Problem:
Return all the entries word for word, minus the pictures.

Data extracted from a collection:
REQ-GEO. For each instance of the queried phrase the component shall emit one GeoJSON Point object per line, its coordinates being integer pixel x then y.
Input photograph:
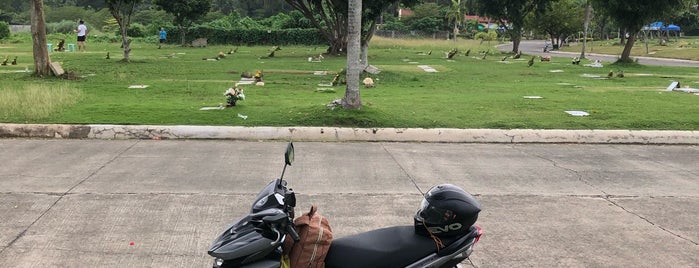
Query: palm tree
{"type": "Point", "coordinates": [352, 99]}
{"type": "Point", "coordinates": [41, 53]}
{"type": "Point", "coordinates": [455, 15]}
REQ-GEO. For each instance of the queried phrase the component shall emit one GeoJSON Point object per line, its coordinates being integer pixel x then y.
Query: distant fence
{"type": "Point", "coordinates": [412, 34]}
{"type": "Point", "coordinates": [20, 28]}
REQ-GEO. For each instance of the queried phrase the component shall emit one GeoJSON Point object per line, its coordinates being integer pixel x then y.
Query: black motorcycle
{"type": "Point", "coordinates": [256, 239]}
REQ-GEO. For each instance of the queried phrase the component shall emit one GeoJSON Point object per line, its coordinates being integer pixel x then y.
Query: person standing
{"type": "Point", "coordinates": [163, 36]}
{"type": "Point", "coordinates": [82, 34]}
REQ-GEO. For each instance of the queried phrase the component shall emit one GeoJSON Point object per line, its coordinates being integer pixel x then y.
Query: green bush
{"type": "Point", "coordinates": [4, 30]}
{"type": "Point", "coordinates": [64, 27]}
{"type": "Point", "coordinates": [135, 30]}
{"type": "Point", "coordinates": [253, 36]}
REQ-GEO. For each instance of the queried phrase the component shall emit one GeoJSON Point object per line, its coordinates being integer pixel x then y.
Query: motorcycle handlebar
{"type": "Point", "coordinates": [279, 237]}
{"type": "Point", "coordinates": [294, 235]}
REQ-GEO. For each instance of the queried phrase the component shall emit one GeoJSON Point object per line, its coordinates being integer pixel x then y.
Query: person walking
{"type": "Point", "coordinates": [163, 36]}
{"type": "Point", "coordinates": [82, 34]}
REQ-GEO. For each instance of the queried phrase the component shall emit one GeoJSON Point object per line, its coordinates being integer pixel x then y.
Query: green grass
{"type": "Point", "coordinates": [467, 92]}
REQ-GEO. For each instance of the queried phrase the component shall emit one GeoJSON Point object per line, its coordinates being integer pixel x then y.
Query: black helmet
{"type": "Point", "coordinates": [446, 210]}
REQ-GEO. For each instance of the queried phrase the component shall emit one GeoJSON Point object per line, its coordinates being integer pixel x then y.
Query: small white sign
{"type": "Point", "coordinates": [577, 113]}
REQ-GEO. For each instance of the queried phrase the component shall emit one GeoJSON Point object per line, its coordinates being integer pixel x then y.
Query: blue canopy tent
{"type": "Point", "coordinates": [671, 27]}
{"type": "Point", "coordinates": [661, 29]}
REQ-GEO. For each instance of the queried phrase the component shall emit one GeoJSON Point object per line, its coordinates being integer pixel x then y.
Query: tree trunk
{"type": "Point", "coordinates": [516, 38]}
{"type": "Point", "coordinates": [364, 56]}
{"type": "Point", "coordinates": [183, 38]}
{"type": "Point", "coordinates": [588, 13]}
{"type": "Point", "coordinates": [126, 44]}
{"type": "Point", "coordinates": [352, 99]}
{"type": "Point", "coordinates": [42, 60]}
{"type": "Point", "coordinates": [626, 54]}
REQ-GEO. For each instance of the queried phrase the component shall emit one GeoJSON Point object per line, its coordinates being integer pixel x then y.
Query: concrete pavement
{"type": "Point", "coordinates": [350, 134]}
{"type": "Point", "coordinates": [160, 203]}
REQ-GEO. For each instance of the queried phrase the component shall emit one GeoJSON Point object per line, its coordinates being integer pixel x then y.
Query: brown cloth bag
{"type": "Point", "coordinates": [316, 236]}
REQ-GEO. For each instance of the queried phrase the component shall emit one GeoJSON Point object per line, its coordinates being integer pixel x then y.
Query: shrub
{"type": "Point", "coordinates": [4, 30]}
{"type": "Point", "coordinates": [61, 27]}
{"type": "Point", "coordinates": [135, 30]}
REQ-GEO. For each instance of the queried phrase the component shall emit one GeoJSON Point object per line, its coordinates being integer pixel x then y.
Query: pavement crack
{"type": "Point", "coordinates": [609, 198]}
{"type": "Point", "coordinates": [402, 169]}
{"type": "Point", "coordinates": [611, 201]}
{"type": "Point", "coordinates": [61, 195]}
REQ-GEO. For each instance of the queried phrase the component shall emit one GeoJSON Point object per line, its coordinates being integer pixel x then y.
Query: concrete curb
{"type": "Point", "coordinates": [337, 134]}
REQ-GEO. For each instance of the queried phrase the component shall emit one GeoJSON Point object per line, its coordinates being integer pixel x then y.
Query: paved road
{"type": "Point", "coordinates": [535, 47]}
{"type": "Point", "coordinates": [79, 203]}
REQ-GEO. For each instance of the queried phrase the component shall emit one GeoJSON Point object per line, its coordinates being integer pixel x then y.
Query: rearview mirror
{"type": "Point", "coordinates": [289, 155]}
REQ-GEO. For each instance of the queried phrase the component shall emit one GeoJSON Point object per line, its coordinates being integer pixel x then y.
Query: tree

Your response:
REQ-GEO. For each instance of the queried phrase the component shall emit one GeoJSON Point object per line, its coordinates being integer pixel x then y.
Input photograph:
Query: palm tree
{"type": "Point", "coordinates": [352, 99]}
{"type": "Point", "coordinates": [41, 53]}
{"type": "Point", "coordinates": [455, 15]}
REQ-GEO. For each instance of the queried phrase the component shall emit one GeoJSON Point object per line, its coordinates being integer pixel x then y.
Query: distant fence
{"type": "Point", "coordinates": [412, 34]}
{"type": "Point", "coordinates": [20, 28]}
REQ-GEO. For each instance of the queried phrase the component shall emit one GeoJSON Point object per line, its coordinates being integer pixel x then y.
Query: black motorcycle
{"type": "Point", "coordinates": [256, 239]}
REQ-GEO. For each instance of the queried phrase the component shall emit one GeoJSON Point object per line, its coordinates being integer pixel x then y.
Query: person standing
{"type": "Point", "coordinates": [163, 36]}
{"type": "Point", "coordinates": [82, 34]}
REQ-GEO. For each instance of the queried phrase the component shall emit one GeoJSON Point object per line, its coordinates being integer pixel x then y.
Query: green bush
{"type": "Point", "coordinates": [4, 30]}
{"type": "Point", "coordinates": [64, 27]}
{"type": "Point", "coordinates": [135, 30]}
{"type": "Point", "coordinates": [253, 36]}
REQ-GEO. For each instance of the queried phrase the component shall emit one GeoJSON Point object per line, its coordinates being integer pixel x then y.
Query: motorcycle handlebar
{"type": "Point", "coordinates": [279, 237]}
{"type": "Point", "coordinates": [294, 235]}
REQ-GEO. For each instance of the queried phrase the component shall emit one GeoJSON Point object per line, its coordinates being integer pixel x then y.
Query: person walking
{"type": "Point", "coordinates": [163, 36]}
{"type": "Point", "coordinates": [82, 34]}
REQ-GEO. For each instance of the queried phrase the component shall emit one GeoJSON Point object per line, its coordinates being integer pixel x then y.
Query: green grass
{"type": "Point", "coordinates": [467, 92]}
REQ-GEO. For each instance of the queried phrase the component shall emit one GeoJSON Point object per line, its coordinates being integer pixel x then y.
Query: black helmet
{"type": "Point", "coordinates": [446, 210]}
REQ-GEO. For each instance of the queried phrase the component shall emit one GeoJSON Point object per line, its coordinates being integer pixel x then y.
Query: small white sign
{"type": "Point", "coordinates": [577, 113]}
REQ-GEO. For each instance of the queried phrase the component shall emit one GeoJSON Point object per line, its coordinates being integer pixel x then y.
Query: blue canopy tent
{"type": "Point", "coordinates": [671, 27]}
{"type": "Point", "coordinates": [661, 29]}
REQ-GEO. For each instance of the queried phrase the component shall emit one GeoJSON Point object per line, its coordinates being integer pixel x then y.
Query: tree trunk
{"type": "Point", "coordinates": [516, 38]}
{"type": "Point", "coordinates": [364, 56]}
{"type": "Point", "coordinates": [183, 38]}
{"type": "Point", "coordinates": [588, 13]}
{"type": "Point", "coordinates": [126, 44]}
{"type": "Point", "coordinates": [352, 99]}
{"type": "Point", "coordinates": [42, 60]}
{"type": "Point", "coordinates": [626, 54]}
REQ-GEO. For each instance of the queried phrase the component shall emit one GeoJSON Point object per line, its coordinates being integer pixel x then y.
Query: concrete pavement
{"type": "Point", "coordinates": [350, 134]}
{"type": "Point", "coordinates": [160, 203]}
REQ-GEO. For each instance of the queried phrase the component shall emit one GeoJSON Point object per line, its coordinates being integer pixel x then y.
Query: brown cloth bag
{"type": "Point", "coordinates": [316, 236]}
REQ-GEO. For each instance of the queried phrase the component shall emit one GeoJSON Point object per line, its coordinates being integer pixel x then y.
Query: shrub
{"type": "Point", "coordinates": [4, 30]}
{"type": "Point", "coordinates": [61, 27]}
{"type": "Point", "coordinates": [135, 30]}
REQ-GEO. For each instance of the queried phrase the component shall emit one GeoJSON Point object per line, its coordinates being integer pixel x then y.
Query: pavement crack
{"type": "Point", "coordinates": [609, 198]}
{"type": "Point", "coordinates": [402, 169]}
{"type": "Point", "coordinates": [611, 201]}
{"type": "Point", "coordinates": [61, 195]}
REQ-GEO. For each instance of the queried phrase the component shall emit one GeoJSON Point object per line, its coordinates being integer pixel x then y.
Query: concrete curb
{"type": "Point", "coordinates": [337, 134]}
REQ-GEO. For each instance of the queried phrase the component shall emit one GeoJSON Point object per line, its coordinates being integer pixel x then y.
Query: paved road
{"type": "Point", "coordinates": [535, 47]}
{"type": "Point", "coordinates": [79, 203]}
REQ-GEO. For each instance of the queried phrase the component shall emit one GeoJSON Point object per line, its coordinates being integer pixel x then y.
Query: rearview mirror
{"type": "Point", "coordinates": [289, 155]}
REQ-GEO. For each instance of the queried phrase the component shall emit one GeoJSON Point object per line, its coordinates being integer pixel x then y.
Query: tree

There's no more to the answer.